DATASET RECORDS -
☆ ☆ ☆ ☆ ☆
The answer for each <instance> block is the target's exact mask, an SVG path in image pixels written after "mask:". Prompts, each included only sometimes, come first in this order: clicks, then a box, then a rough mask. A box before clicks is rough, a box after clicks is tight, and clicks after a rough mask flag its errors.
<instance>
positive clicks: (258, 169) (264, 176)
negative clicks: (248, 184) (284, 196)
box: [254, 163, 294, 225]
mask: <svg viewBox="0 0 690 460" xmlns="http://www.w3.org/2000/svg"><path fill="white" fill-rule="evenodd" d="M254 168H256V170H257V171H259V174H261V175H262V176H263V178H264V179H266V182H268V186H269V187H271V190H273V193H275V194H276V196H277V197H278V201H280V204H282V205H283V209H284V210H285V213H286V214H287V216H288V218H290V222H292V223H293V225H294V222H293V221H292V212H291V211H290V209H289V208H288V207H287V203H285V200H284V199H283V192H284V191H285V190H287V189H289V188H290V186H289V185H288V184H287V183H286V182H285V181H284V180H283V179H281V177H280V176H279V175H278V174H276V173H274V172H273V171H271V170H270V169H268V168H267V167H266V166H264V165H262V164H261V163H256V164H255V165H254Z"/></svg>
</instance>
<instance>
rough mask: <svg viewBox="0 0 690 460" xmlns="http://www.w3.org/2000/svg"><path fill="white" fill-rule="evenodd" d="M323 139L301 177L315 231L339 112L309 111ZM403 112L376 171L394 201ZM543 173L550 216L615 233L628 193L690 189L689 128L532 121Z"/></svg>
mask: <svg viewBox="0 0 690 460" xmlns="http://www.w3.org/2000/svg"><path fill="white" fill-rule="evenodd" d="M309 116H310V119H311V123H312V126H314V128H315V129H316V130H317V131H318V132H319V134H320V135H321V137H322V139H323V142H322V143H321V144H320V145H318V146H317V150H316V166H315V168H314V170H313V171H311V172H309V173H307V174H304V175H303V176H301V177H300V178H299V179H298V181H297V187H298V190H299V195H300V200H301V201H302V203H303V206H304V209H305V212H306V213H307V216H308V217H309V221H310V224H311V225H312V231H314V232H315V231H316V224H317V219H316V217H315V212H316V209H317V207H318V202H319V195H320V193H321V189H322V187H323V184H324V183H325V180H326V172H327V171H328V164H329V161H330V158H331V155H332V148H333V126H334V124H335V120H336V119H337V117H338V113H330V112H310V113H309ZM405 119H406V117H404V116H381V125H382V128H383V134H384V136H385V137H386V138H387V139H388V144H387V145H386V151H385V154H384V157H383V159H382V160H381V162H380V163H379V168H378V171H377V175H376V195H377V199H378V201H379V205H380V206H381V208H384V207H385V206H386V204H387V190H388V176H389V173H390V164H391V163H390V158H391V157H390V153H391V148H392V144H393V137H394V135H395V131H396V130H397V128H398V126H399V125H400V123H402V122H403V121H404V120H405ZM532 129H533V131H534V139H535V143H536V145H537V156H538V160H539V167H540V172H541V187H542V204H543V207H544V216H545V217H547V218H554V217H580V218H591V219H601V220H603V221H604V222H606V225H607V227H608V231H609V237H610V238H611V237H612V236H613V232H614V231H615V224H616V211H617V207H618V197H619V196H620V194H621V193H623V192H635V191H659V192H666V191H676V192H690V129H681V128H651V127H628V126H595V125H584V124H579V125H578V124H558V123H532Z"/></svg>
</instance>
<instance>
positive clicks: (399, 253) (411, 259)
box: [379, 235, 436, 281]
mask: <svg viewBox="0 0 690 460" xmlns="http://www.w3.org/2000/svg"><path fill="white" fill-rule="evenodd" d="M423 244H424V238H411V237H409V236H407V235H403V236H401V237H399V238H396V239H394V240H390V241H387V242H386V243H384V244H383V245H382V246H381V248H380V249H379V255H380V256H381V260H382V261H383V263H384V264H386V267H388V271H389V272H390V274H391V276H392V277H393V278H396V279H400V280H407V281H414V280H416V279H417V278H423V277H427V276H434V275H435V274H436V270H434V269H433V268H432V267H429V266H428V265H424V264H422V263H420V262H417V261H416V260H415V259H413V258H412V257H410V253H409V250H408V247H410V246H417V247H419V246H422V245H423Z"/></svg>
☆ ☆ ☆ ☆ ☆
REQUIRED ACTION -
Output every line above as a JSON list of strings, one string per line, leaving out any blank lines.

TASK ANSWER -
[
  "The answer for each <instance> block is the target's exact mask, an SVG path in image pixels written after \"mask:\". Prompts, each included only sometimes, come first in this order: clicks, then a box, then a rough mask. A box before clicks is rough, a box after clicks is tight, and clicks after a rough mask flag its errors.",
  "<instance>",
  "positive clicks: (258, 169) (264, 176)",
  "negative clicks: (248, 184) (284, 196)",
  "box: [254, 163, 294, 225]",
  "mask: <svg viewBox=\"0 0 690 460\" xmlns=\"http://www.w3.org/2000/svg\"><path fill=\"white\" fill-rule=\"evenodd\" d=\"M254 168H256V170H257V171H259V174H261V175H262V176H263V178H264V179H266V182H268V186H269V187H271V190H273V193H275V194H276V196H277V197H278V201H280V204H282V205H283V209H284V210H285V213H286V214H287V216H288V218H290V222H292V223H293V225H294V222H293V221H292V212H291V211H290V209H289V208H288V207H287V203H285V200H284V199H283V192H284V191H285V190H287V189H289V188H290V186H289V185H288V184H287V183H286V182H285V181H284V180H283V179H281V177H280V176H279V175H278V174H276V173H274V172H273V171H271V170H270V169H268V168H267V167H266V166H264V165H262V164H261V163H256V164H255V165H254Z\"/></svg>",
  "</instance>",
  "<instance>",
  "rough mask: <svg viewBox=\"0 0 690 460\" xmlns=\"http://www.w3.org/2000/svg\"><path fill=\"white\" fill-rule=\"evenodd\" d=\"M323 139L301 177L315 231L339 112L309 111ZM403 112L376 171L394 201ZM543 173L550 216L615 233L628 193L690 189L689 128L532 121Z\"/></svg>",
  "mask: <svg viewBox=\"0 0 690 460\" xmlns=\"http://www.w3.org/2000/svg\"><path fill=\"white\" fill-rule=\"evenodd\" d=\"M309 116H310V119H311V123H312V126H314V128H315V129H316V130H317V131H318V132H319V134H320V135H321V137H322V139H323V142H322V143H321V144H320V145H318V146H317V150H316V166H315V168H314V170H313V171H311V172H309V173H307V174H304V175H303V176H301V177H300V178H299V179H298V181H297V187H298V190H299V195H300V200H301V201H302V203H303V206H304V209H305V212H306V213H307V216H308V217H309V221H310V224H311V225H312V231H314V232H315V231H316V224H317V219H316V217H315V212H316V209H317V207H318V202H319V195H320V193H321V189H322V187H323V184H324V183H325V180H326V172H327V171H328V164H329V161H330V158H331V155H332V148H333V126H334V124H335V120H336V119H337V117H338V113H330V112H310V113H309ZM405 119H406V117H404V116H381V125H382V128H383V134H384V136H385V137H386V138H387V139H388V144H387V145H386V151H385V154H384V157H383V159H382V160H381V162H380V163H379V168H378V171H377V175H376V195H377V199H378V201H379V205H380V206H381V208H384V207H385V206H386V204H387V190H388V176H389V173H390V164H391V163H390V158H391V157H390V153H391V148H392V144H393V137H394V135H395V131H396V130H397V128H398V126H399V125H400V123H402V122H403V121H404V120H405ZM532 129H533V131H534V139H535V143H536V145H537V156H538V160H539V167H540V172H541V187H542V204H543V207H544V216H545V217H547V218H554V217H580V218H591V219H601V220H603V221H604V222H606V225H607V227H608V231H609V237H610V238H611V237H612V236H613V232H614V231H615V224H616V211H617V207H618V197H619V196H620V194H621V193H623V192H635V191H659V192H666V191H676V192H690V129H681V128H651V127H628V126H595V125H584V124H579V125H578V124H558V123H532Z\"/></svg>",
  "</instance>",
  "<instance>",
  "positive clicks: (399, 253) (411, 259)",
  "box: [379, 235, 436, 281]",
  "mask: <svg viewBox=\"0 0 690 460\" xmlns=\"http://www.w3.org/2000/svg\"><path fill=\"white\" fill-rule=\"evenodd\" d=\"M423 244H424V238H411V237H409V236H407V235H403V236H401V237H399V238H396V239H394V240H390V241H387V242H386V243H384V244H383V245H382V246H381V248H380V249H379V255H380V256H381V260H382V261H383V263H384V264H386V267H388V271H389V272H390V274H391V276H392V277H393V278H396V279H400V280H407V281H414V280H416V279H417V278H423V277H427V276H434V275H435V274H436V270H434V269H433V268H432V267H429V266H428V265H424V264H422V263H420V262H417V261H416V260H415V259H413V258H412V257H410V253H409V250H408V247H410V246H417V247H419V246H422V245H423Z\"/></svg>"
]